The listing that follows must be retyped exactly, without its pictures.
+ + +
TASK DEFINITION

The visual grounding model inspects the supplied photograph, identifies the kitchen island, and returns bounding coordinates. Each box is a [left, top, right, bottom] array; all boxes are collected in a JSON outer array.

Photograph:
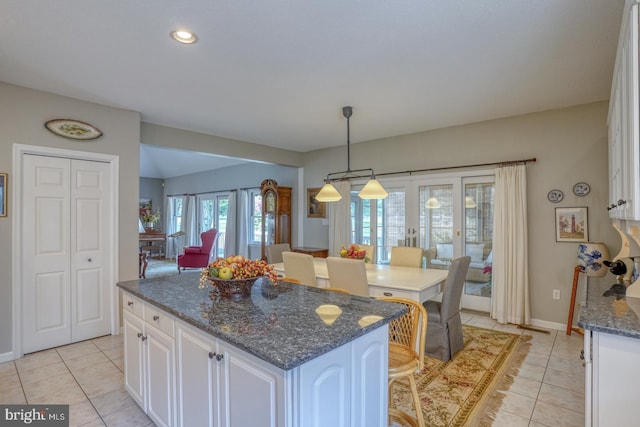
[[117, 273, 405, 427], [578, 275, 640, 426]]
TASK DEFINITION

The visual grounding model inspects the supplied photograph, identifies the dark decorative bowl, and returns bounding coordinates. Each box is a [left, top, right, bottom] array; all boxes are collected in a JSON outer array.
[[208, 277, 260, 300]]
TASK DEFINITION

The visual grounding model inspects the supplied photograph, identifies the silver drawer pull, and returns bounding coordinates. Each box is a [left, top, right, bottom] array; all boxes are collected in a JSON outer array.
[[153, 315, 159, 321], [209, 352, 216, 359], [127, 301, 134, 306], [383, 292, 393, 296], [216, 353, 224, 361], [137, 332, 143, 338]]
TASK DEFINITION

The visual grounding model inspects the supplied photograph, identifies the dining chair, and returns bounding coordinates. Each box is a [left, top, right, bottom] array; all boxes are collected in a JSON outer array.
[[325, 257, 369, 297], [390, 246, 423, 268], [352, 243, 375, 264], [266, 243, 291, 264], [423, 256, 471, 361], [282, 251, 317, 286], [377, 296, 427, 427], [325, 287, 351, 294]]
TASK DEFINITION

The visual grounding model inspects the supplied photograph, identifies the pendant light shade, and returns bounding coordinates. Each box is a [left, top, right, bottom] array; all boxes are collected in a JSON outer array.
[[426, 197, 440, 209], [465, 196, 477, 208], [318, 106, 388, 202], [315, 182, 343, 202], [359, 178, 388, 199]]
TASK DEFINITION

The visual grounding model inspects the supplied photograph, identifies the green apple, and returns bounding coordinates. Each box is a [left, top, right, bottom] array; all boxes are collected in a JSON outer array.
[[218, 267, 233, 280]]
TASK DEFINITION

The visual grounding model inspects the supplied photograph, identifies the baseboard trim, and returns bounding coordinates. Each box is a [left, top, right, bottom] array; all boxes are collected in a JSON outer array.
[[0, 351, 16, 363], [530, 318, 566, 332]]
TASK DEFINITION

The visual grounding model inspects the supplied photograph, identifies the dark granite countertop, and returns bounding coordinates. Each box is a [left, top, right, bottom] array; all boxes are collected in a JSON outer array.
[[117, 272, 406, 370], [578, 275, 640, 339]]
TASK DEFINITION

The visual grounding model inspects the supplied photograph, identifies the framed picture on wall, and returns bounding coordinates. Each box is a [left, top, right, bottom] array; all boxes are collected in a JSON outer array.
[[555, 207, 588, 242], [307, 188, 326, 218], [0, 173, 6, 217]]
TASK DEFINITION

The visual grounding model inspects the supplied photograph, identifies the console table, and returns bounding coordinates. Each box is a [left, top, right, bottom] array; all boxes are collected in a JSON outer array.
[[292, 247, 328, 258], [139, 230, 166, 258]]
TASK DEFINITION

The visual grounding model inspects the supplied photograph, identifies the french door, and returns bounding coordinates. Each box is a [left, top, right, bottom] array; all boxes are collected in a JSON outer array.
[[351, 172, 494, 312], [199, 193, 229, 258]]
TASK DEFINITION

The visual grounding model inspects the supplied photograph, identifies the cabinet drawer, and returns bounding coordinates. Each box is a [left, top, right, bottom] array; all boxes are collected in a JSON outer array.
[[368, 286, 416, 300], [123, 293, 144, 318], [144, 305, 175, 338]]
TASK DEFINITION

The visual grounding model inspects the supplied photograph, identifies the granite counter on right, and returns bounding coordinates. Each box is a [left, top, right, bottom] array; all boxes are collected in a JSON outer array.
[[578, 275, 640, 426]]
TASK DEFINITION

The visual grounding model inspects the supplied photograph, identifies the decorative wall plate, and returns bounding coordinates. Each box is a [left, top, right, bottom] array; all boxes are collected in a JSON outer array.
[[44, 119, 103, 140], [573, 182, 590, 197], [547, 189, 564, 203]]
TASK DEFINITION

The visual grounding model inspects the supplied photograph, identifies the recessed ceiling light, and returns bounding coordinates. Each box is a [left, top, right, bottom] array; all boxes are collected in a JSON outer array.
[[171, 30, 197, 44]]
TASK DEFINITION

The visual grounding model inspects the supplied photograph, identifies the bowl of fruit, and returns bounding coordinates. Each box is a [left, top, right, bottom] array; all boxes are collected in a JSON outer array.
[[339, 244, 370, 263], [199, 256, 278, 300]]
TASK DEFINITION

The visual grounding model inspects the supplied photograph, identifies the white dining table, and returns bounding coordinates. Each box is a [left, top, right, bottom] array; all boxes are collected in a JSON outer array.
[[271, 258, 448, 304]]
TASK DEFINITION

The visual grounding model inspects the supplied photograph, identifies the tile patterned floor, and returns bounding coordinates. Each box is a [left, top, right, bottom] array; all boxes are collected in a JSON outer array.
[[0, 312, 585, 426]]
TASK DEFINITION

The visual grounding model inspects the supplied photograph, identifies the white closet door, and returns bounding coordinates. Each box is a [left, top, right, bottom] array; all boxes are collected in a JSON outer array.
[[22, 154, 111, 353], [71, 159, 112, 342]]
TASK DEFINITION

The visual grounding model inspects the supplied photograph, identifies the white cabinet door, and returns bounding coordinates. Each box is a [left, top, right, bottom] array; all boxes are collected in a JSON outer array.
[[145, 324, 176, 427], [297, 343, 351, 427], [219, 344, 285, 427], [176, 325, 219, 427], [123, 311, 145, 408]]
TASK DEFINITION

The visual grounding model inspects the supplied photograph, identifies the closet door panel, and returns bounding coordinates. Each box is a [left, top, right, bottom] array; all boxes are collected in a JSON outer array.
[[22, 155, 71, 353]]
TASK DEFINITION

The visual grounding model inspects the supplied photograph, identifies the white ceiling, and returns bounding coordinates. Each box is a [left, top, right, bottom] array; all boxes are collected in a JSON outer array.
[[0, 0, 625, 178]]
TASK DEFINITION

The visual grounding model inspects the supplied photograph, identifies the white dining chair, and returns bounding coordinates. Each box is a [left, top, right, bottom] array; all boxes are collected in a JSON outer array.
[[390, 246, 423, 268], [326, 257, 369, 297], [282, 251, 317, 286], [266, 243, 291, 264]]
+ + +
*Answer space:*
TASK DEFINITION

The visual grounding model inspects the supplied photograph, identifies the kitchen island, and returns bounding coordinates. Each box is a [left, top, right, bottom] array; all boxes are collected in a JSON outer array.

Photograph:
[[117, 273, 405, 427], [578, 275, 640, 426]]
TASK DEFINITION

The visual grounding model inspects the supplied photograph, identifies the dark decorative bowl, and returns bounding coordinates. Each box is a [left, top, right, bottom] array; all boxes are collected in a JSON outer array.
[[208, 277, 260, 300]]
TASK DEFINITION

The visual grounding model inspects the supplied photograph, identifies the silver drawer pull, and returns bounding coordinates. Each box is a [left, top, right, bottom] array; all boxes are collected in a JSON outer array.
[[153, 315, 159, 321], [209, 352, 216, 359], [127, 301, 134, 306], [383, 292, 393, 296], [216, 353, 224, 361], [137, 332, 143, 338]]
TASK DEFINITION

The visual grounding model inspects the supplied photograph, identifies the dining chair, and returns bounding coordinates. Each box is a [left, top, right, bottom] array; all boxes are collected in a JSON outer array.
[[325, 257, 369, 297], [390, 246, 423, 268], [352, 243, 375, 264], [266, 243, 291, 264], [423, 256, 471, 361], [282, 251, 317, 286], [377, 296, 427, 427], [325, 287, 351, 294]]
TASK DEFINITION

The visual grounding model inspects the supplied photograph, identifies the pendant light shade, and returns bounding coordinates. Each box is a [left, top, right, bottom] array; all boxes are collected in a JSON outer array.
[[426, 197, 440, 209], [465, 196, 477, 208], [318, 106, 388, 202], [315, 182, 343, 202], [359, 178, 388, 199]]
TASK DEFINITION

The visual grounding model inspects the supplied photograph, identifies the green apple, and returns bounding coordinates. Each box is a [left, top, right, bottom] array; all boxes are collected in a JSON outer array.
[[218, 267, 233, 280]]
TASK DEFINITION

The visual grounding model inspects the supplied photograph, identifies the baseboard trim, and returns bounding coordinates. Each box is a [left, top, right, bottom] array; all boxes are collected in a JSON outer array.
[[0, 351, 16, 363], [530, 318, 566, 332]]
TASK DEFINITION

The visual grounding model inspects the supplied photograph, identifies the dark granite countertop, and returns bounding coordinates. Each box is a [left, top, right, bottom] array; all boxes are collected in a JSON outer array.
[[117, 272, 406, 370], [578, 275, 640, 339]]
TASK DEFINITION

The visual grounding model inspects the supplied photograph, identifies the framed picture on wall, and returns bounding coordinates. Each box is a [left, top, right, bottom] array; all boxes are collected in a JSON outer array.
[[555, 207, 588, 242], [307, 188, 326, 218], [0, 173, 6, 217]]
TASK DEFINITION

The visual grounding model inspects the supplied photograph, identifies the console table, and returns bounding coordinates. Each box is a [left, top, right, bottom] array; all boxes are collected in a JSON outer array.
[[292, 247, 328, 258], [139, 230, 166, 258]]
TASK DEFINITION

The visual grounding model inspects the supplied photograph, identifies the french door, and returns bounding coordinates. Each box is a [left, top, right, bottom] array; all boxes are collected in a JSON outer array.
[[351, 172, 494, 312], [199, 193, 229, 258]]
TASK DEFINITION

The visual grounding model inspects the supplied photograph, identifies the cabinet drawer, and returns bounding coordinates. Each box is a [left, top, right, bottom] array; all boxes are collected in a JSON outer array.
[[368, 286, 416, 300], [123, 293, 144, 318], [144, 305, 175, 338]]
TASK DEFINITION

The visual grounding model inspects the supplied photograph, identifies the granite counter on right, and returns bounding coordinates. Each box is a [left, top, right, bottom] array; all boxes are collected in a JSON outer array.
[[578, 275, 640, 426]]
TASK DEFINITION

The visual grounding model inspects the supplied photograph, identifies the decorative wall plate, and returns bounding coordinates. Each box is a [left, top, right, bottom] array; all boxes are collected in a JSON outer array.
[[44, 119, 103, 140], [573, 182, 590, 197], [547, 189, 564, 203]]
TASK DEFINITION

The visual grounding model inspects the supplied photograph, identifies the recessed ceiling light, and returns bounding coordinates. Each box is a [left, top, right, bottom] array; all boxes are collected in a JSON outer array.
[[171, 30, 197, 44]]
TASK DEFINITION

The visual grounding model inspects the supplied photograph, identifies the bowl of fruit, and returns bounding coordinates. Each box is a [left, top, right, bottom] array; all boxes are collected in a JSON outer array.
[[339, 244, 370, 263], [199, 256, 278, 300]]
TASK DEFINITION

The visual grounding model inspects the supplied photograph, identifies the white dining table, and returns bounding coordinates. Each box is a [left, top, right, bottom] array; all boxes are collected in a JSON outer array.
[[271, 258, 448, 304]]
TASK DEFINITION

The visual grounding model inspects the supplied photograph, identifies the tile patterned floor, and returns bounding coordinates. Each box is a [left, top, right, bottom] array; all boxes are collected in a JSON outer array.
[[0, 312, 585, 426]]
TASK DEFINITION

The visual grounding model inspects the supplied photograph, identifies the white closet door, and returns bounding coordinates. Each box is a [left, top, right, bottom] array; all boxes are collected in a JSON outer array.
[[22, 154, 111, 353], [71, 159, 112, 342]]
TASK DEFINITION

The visual grounding model inspects the supplied photograph, identifies the white cabinet door, and returns bounding coordinates. Each box is a [left, top, right, bottom] array; all boxes are collected in a JSON outer array.
[[145, 324, 176, 427], [297, 343, 351, 427], [219, 344, 285, 427], [176, 325, 219, 427], [123, 311, 145, 408]]
TASK DEFINITION

The visual grounding model inspects the supplied photograph, identifies the closet door panel, and returns bounding coordinates. Each box is a [left, top, right, bottom] array; all boxes are collected in a JSON outer array.
[[22, 155, 71, 353]]
TASK DEFINITION

The visual grounding model inspects the supplied photograph, identifies the white ceiling, and returns bounding coordinates. Each box is a [left, top, right, bottom] array; all boxes are collected in a JSON outer array.
[[0, 0, 625, 178]]
TASK DEFINITION

The visual grounding model inspects the supplied photograph, identifies the white dining chair, and returns bounding coordinates. Each box is a [left, top, right, bottom] array; all boxes are collected in a JSON outer array.
[[390, 246, 423, 268], [326, 257, 369, 297], [282, 251, 317, 286], [266, 243, 291, 264]]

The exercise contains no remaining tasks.